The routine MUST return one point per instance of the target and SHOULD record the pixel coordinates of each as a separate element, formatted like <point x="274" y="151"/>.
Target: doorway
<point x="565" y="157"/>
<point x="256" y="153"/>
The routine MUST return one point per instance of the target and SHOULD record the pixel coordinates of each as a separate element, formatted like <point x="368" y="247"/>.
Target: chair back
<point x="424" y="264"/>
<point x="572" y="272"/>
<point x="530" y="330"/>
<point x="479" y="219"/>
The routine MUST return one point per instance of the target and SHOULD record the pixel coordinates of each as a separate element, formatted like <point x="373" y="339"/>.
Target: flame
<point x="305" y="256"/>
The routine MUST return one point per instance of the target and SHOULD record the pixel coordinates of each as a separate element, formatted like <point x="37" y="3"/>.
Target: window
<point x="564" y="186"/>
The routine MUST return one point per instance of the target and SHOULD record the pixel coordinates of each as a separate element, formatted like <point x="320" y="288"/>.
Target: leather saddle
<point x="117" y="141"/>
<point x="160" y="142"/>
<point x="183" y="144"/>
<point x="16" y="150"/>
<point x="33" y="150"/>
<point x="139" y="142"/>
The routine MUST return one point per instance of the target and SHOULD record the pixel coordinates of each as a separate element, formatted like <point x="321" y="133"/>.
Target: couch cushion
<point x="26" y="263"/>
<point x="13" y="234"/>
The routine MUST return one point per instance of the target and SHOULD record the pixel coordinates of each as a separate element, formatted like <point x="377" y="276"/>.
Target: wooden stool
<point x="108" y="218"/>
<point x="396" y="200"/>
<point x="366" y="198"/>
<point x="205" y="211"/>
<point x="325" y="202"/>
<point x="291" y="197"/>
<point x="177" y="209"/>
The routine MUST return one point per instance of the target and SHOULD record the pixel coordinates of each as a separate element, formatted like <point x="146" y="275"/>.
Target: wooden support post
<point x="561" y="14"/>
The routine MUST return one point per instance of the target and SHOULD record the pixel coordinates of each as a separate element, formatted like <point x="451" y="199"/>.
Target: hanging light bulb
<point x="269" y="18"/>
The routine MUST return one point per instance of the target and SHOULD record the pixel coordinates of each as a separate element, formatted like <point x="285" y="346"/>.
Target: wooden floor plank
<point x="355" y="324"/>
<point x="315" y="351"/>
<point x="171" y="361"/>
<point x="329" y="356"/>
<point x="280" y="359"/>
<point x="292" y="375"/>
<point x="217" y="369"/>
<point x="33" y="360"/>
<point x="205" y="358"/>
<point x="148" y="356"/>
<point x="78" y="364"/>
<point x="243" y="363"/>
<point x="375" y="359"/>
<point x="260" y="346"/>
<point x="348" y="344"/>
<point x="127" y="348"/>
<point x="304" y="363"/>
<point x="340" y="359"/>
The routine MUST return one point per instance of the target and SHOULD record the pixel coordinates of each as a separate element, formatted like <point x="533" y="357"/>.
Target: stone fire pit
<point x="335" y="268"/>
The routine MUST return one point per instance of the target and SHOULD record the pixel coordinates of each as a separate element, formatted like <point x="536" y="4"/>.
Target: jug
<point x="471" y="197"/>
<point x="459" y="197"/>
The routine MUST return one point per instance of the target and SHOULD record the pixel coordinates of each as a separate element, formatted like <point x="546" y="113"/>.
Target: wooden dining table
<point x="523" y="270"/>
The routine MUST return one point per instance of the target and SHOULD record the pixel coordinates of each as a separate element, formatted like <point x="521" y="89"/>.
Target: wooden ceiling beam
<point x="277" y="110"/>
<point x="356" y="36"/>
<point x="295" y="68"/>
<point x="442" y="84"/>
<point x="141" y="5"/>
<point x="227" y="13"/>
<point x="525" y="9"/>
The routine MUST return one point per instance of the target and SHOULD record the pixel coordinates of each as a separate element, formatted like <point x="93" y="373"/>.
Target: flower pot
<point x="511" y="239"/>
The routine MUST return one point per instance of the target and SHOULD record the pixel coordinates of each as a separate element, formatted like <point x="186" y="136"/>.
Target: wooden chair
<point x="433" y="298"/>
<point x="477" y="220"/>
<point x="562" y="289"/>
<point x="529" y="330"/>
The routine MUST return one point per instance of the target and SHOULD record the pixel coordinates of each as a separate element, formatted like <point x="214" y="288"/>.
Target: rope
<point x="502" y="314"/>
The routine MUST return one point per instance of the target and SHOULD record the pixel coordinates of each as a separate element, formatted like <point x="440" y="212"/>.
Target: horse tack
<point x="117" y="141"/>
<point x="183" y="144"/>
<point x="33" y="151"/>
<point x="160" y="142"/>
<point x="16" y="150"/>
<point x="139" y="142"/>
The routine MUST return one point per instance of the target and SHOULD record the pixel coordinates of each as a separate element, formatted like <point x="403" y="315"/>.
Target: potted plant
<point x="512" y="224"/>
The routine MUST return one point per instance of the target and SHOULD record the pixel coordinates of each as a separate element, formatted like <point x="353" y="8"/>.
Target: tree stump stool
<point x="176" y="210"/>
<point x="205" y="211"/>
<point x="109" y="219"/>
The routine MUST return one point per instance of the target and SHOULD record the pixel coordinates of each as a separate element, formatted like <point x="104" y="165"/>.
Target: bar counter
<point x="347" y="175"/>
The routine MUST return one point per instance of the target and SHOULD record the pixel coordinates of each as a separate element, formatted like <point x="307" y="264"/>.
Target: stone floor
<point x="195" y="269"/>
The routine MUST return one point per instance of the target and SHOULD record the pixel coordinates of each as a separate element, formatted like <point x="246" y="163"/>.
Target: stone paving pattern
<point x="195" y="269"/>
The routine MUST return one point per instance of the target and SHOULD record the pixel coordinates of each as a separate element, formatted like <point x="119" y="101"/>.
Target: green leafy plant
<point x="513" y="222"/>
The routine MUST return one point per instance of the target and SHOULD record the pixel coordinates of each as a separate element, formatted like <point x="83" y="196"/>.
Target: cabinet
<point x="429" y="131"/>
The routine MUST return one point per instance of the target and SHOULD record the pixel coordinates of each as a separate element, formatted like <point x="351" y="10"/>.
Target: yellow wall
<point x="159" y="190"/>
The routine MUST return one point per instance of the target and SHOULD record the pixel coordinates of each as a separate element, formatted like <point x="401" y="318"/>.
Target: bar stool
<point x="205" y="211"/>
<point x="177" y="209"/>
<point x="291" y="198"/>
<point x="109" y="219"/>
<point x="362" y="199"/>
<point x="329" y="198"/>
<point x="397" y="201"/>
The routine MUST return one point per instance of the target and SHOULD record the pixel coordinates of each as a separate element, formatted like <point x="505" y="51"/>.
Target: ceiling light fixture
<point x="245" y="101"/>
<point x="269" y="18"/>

··········

Set down the line that contains "Target: cabinet" exactly. Do the same for each later line of the data, through the end, and add nothing.

Target: cabinet
<point x="429" y="131"/>
The routine MUST return one point per instance of the target and SHOULD record the pixel coordinates of each as a separate element, formatted like <point x="351" y="10"/>.
Target: yellow wall
<point x="159" y="190"/>
The routine MUST return one point per instance of the target and SHOULD record the pixel coordinates of each as a separate element, formatted like <point x="401" y="318"/>.
Target: bar stool
<point x="205" y="211"/>
<point x="177" y="209"/>
<point x="291" y="198"/>
<point x="109" y="219"/>
<point x="362" y="199"/>
<point x="329" y="198"/>
<point x="397" y="201"/>
The routine MUST return one point per instance of the target and SHOULD record the pixel coordinates of each as a separate element, formatted like <point x="505" y="51"/>.
Target: ceiling light fixture
<point x="245" y="101"/>
<point x="269" y="18"/>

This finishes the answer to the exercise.